# [WHAT THE TASK ASKS]
Write out each line exactly as given. Leave the pictures out of your copy.

**** INFORMATION SHOWN ****

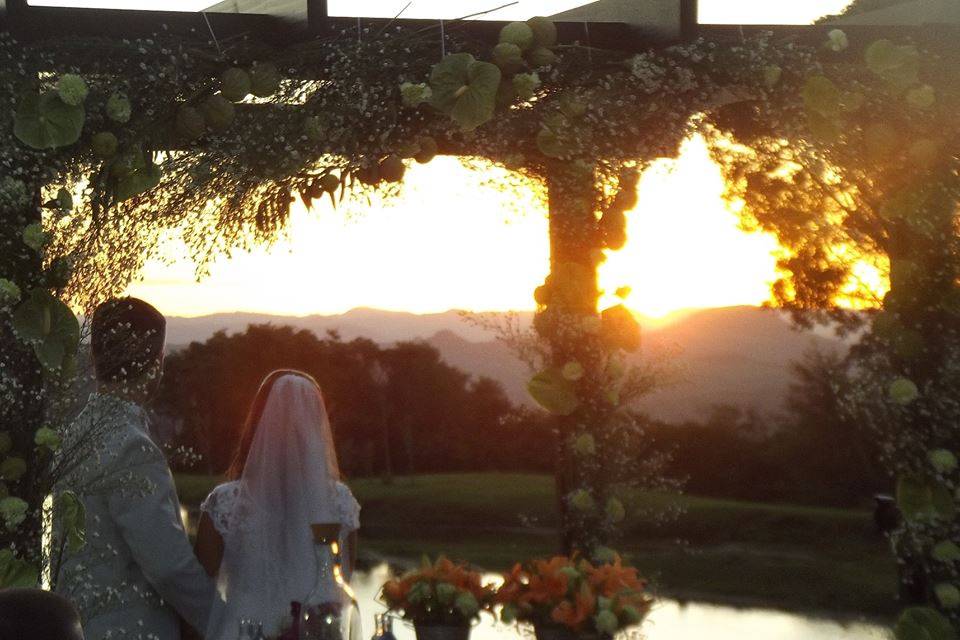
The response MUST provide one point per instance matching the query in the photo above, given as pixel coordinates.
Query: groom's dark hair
(127, 336)
(32, 613)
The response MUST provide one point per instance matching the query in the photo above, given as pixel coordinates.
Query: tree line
(402, 410)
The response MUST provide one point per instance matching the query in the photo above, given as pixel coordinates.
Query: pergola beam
(30, 23)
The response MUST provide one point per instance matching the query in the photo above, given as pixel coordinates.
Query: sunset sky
(455, 241)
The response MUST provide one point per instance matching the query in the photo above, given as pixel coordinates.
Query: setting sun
(454, 240)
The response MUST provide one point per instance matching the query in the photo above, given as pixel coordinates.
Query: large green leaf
(47, 324)
(46, 122)
(16, 573)
(553, 392)
(920, 498)
(924, 623)
(946, 551)
(72, 517)
(899, 65)
(137, 182)
(465, 89)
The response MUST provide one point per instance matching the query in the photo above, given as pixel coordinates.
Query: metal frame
(29, 23)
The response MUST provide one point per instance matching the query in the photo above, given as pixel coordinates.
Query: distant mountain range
(732, 355)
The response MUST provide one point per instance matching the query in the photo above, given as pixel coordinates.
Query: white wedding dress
(291, 480)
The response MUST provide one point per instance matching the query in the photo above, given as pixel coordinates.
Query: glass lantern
(330, 612)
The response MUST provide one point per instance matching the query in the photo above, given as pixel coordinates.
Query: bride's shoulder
(349, 507)
(219, 503)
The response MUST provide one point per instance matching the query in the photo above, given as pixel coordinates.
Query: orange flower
(573, 614)
(610, 579)
(394, 593)
(547, 584)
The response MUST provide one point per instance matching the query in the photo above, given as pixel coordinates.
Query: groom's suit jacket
(137, 570)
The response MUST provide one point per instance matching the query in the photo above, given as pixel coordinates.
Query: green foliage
(190, 124)
(47, 438)
(924, 623)
(946, 552)
(9, 294)
(898, 65)
(465, 89)
(16, 573)
(620, 329)
(138, 181)
(72, 520)
(49, 326)
(218, 112)
(104, 145)
(44, 121)
(553, 392)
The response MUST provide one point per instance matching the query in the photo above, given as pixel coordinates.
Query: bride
(255, 534)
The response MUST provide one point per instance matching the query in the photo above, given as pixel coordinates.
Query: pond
(668, 621)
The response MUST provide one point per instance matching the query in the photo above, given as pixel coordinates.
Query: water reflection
(668, 621)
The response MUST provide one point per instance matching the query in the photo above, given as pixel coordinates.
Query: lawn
(789, 557)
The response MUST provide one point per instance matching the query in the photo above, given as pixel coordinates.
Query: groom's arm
(152, 528)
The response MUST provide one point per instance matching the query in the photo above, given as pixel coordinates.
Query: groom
(136, 576)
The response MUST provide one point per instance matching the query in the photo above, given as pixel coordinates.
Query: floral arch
(215, 138)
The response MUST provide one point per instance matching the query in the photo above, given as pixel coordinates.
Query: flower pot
(560, 632)
(442, 631)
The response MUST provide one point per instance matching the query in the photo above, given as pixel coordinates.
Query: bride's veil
(289, 481)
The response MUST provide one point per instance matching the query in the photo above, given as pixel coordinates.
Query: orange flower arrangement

****

# [SOLVED EXERCISE]
The response MUST provide one point per instance matching the query in the photo above, given as pixel coordinates.
Query: groom's dark hair
(127, 336)
(32, 613)
The response MUST provide one point per instance matching the query in the photo above, given as pixel coordinates.
Query: tree line
(402, 410)
The response MUST provide one point per instance matching the query in the photo above, given as pixel coordinates.
Query: pergola beam
(30, 23)
The response MUST provide one point per instance matching the query in the photo above, given as pixel coordinates.
Query: sunset sky
(455, 241)
The response MUST provide one point per instance matching the query in the photo above, given as pixel coordinates.
Query: setting sun
(454, 240)
The response MUST provide one point per instance matching the query in the photo above, given as pixel coordinates.
Query: large green leaf
(47, 324)
(46, 122)
(16, 573)
(553, 392)
(920, 498)
(924, 623)
(946, 551)
(72, 517)
(899, 65)
(137, 182)
(465, 89)
The response MUST provide one point per instance matching the query in the photo above, given as pixel coordinates.
Query: metal frame
(29, 23)
The response MUST provide one point per instance matching the query in the photo above, given as pixel coordinates.
Query: distant mountain range
(732, 355)
The response MUST provide one point per instance matching the query in the photo above, given as pixel coordinates.
Query: white wedding dress
(291, 480)
The response MUST provide one point per instance matching the query in the photo above, given as pixel coordinates.
Query: glass lantern
(330, 612)
The response MUST provide one point per instance matching the query in the photo above, given as pixel coordinates.
Query: bride's shoulder
(349, 507)
(219, 503)
The response MUST provide one point per instance matching the query in the photo above, given as pixel coordinates.
Query: orange flower
(573, 614)
(610, 579)
(394, 593)
(547, 584)
The response MUST provide one point per instance matching the query in the photo above, given as pixel coordinates.
Query: groom's suit jacket
(137, 570)
The response MUST provide one point per instance matching the query in the photo above, given as pixel coordinates.
Query: green foliage
(190, 124)
(47, 438)
(924, 623)
(946, 552)
(9, 294)
(898, 65)
(465, 89)
(16, 573)
(620, 329)
(138, 181)
(72, 520)
(49, 326)
(218, 112)
(104, 145)
(44, 121)
(553, 392)
The response MUST provide one point per instance matching the query in the photo above, given as pixel coordinates.
Query: bride
(255, 534)
The response MUST provide one point per instance matching the query in the photo above, given as pixel coordinates.
Query: pond
(668, 621)
The response MUST provide one point per instance matching the query in the photo above, given as pixel coordinates.
Query: water reflection
(668, 621)
The response MUST provide one point per instance matching the query in the photo above, given as pixel coordinates.
Query: lawn
(789, 557)
The response MUST provide one point per instance matching the query in the photo above, given as pixel coordinates.
Query: groom's arm
(152, 528)
The response MUST provide one point per instance matching the query in the photo above, given as pixel coordinates.
Query: groom
(136, 576)
The response MUST provide one point per instance matching the query in the photo above, given as pixel coordinates.
Query: floral arch
(215, 138)
The response MUST provide one point per instance matching the query in the photo above, given as pixel coordinates.
Query: flower pot
(560, 632)
(442, 631)
The response MUST provide one point per instance matching the query in the photo above, given as pixel coordinates.
Query: bride's veil
(289, 481)
The response MUST provide one point per instance matching the query in the photo above, given as pixel coordinates.
Query: orange flower arrangement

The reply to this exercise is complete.